Rewrite everything from the line containing "Batch processing job — object class: handrail." down to the line containing "0 338 1343 619", both included, as a JSON list of strings with one string per line and blank lines left out.

Bounding-box records:
"""

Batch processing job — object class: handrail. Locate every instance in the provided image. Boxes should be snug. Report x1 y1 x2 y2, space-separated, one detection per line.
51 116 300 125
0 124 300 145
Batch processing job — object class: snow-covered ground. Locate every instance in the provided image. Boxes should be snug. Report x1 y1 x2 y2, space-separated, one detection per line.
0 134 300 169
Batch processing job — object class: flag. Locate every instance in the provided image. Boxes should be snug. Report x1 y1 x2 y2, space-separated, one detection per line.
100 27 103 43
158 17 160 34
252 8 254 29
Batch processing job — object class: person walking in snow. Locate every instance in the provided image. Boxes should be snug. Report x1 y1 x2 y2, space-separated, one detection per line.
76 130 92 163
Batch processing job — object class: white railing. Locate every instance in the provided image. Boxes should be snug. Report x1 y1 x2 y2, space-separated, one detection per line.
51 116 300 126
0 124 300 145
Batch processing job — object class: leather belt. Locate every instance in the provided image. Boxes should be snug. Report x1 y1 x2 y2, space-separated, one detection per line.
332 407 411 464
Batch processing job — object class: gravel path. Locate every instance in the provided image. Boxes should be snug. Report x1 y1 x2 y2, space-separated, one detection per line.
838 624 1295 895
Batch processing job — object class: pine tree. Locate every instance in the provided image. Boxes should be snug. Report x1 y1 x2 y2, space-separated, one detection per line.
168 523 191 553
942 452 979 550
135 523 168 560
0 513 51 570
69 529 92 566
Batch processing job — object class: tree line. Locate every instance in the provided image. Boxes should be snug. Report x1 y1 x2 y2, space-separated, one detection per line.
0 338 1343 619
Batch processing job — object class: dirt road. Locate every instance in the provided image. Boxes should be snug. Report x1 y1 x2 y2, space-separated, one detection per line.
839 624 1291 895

"""
"""

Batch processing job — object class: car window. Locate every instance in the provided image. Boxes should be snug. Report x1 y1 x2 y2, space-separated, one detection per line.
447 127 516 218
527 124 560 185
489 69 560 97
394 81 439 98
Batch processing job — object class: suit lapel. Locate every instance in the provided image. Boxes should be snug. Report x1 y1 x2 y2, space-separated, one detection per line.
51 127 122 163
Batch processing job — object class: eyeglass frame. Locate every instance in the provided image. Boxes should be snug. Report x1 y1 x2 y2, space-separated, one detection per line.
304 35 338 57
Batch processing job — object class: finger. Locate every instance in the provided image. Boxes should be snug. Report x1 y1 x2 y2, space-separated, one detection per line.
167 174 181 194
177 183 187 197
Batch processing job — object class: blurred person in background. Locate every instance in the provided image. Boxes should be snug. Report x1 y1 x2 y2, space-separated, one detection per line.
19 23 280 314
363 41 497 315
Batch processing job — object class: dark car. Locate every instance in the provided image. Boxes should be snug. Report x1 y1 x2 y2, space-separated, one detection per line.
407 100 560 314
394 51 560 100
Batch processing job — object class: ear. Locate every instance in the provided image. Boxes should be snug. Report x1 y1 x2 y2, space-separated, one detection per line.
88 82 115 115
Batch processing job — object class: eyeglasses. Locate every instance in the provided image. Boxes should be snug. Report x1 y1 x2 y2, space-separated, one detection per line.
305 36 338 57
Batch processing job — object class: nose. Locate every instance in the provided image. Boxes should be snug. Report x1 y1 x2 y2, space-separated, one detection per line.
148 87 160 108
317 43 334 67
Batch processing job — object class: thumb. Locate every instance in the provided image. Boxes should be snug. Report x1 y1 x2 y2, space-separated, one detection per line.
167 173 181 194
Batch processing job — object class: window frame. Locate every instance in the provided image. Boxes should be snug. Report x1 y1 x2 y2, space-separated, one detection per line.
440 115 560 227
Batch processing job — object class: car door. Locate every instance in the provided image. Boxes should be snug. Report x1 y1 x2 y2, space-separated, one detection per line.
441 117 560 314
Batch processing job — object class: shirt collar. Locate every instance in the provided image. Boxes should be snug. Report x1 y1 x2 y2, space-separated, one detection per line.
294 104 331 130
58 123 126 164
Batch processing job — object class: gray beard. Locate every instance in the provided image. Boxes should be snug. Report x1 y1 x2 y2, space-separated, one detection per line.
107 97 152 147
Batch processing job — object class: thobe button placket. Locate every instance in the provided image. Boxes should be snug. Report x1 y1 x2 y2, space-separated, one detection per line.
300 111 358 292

"""
"""

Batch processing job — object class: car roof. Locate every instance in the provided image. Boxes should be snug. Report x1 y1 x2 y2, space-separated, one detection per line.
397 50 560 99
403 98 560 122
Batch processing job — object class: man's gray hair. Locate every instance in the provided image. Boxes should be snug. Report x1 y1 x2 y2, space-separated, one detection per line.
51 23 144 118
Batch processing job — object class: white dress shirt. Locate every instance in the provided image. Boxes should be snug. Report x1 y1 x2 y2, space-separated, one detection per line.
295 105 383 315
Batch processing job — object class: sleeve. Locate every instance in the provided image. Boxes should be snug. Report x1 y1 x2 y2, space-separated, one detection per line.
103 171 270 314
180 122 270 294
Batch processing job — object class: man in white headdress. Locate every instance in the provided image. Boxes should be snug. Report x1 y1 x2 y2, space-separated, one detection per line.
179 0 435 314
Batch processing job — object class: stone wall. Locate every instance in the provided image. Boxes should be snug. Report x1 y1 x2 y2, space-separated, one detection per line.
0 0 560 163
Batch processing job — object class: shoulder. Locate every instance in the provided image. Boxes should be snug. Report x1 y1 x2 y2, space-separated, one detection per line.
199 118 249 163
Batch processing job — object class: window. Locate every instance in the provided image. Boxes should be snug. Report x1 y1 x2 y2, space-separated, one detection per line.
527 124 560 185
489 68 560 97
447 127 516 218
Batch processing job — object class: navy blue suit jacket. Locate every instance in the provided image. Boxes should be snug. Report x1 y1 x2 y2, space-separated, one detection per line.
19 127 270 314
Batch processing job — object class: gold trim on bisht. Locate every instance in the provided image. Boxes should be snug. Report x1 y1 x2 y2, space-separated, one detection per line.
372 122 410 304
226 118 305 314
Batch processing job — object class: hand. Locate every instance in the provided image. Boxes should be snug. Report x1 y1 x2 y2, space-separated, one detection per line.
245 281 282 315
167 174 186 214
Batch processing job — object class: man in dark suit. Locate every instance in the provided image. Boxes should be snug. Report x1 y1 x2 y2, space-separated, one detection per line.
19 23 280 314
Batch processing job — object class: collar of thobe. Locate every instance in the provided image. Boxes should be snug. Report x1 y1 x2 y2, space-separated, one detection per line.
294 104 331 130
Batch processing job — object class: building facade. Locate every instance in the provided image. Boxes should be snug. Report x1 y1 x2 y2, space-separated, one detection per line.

"""

=== Full response ===
[
  "Batch processing job — object class: handrail. Locate every instance in the provided image. Boxes should be snug. Report x1 y1 x2 y2, space-separated, one detection per line.",
  "51 116 300 125",
  "0 124 300 145",
  "Batch processing job — object class: snow-covered ground. Locate every instance in the provided image. Boxes should be snug. Report x1 y1 x2 y2, space-separated, one detection per line.",
  "0 134 300 169",
  "Batch processing job — object class: flag. Locate every instance in the provided image. Boxes should be snug. Report x1 y1 x2 y2, space-separated, one detection per line.",
  "100 27 103 43",
  "158 17 160 34",
  "252 8 254 29",
  "Batch processing job — object class: person walking in snow. Locate every instance in the provided image. Boxes should be snug. Report x1 y1 x2 y2, space-separated, one detection per line.",
  "76 130 92 163",
  "Batch processing job — object class: white railing. Locate every instance in the provided image. Boxes should be snug. Report x1 y1 x2 y2, space-separated, one detection per line.",
  "51 116 300 126",
  "0 124 300 145",
  "Batch processing job — object class: leather belt. Locate every instance in the provided image. Boxes should be snug. Report x1 y1 x2 y2, space-separated, one detection per line.",
  "332 407 411 464",
  "Batch processing job — object class: gravel path. Locate every instance in the provided image. Boxes should be snug. Report x1 y1 x2 y2, space-separated, one detection per line.",
  "838 624 1295 895",
  "Batch processing job — object class: pine tree. Locate every instance in the provided image. Boxes should be snug. Report x1 y1 x2 y2, space-separated, one detection per line.",
  "168 523 191 553",
  "942 452 979 550",
  "135 523 168 560",
  "0 513 51 570",
  "69 529 92 566",
  "Batch processing job — object class: tree line. Locate every instance in the provided image. Boxes should be snug. Report x1 y1 x2 y2, space-separated, one detection per line.",
  "0 338 1343 619"
]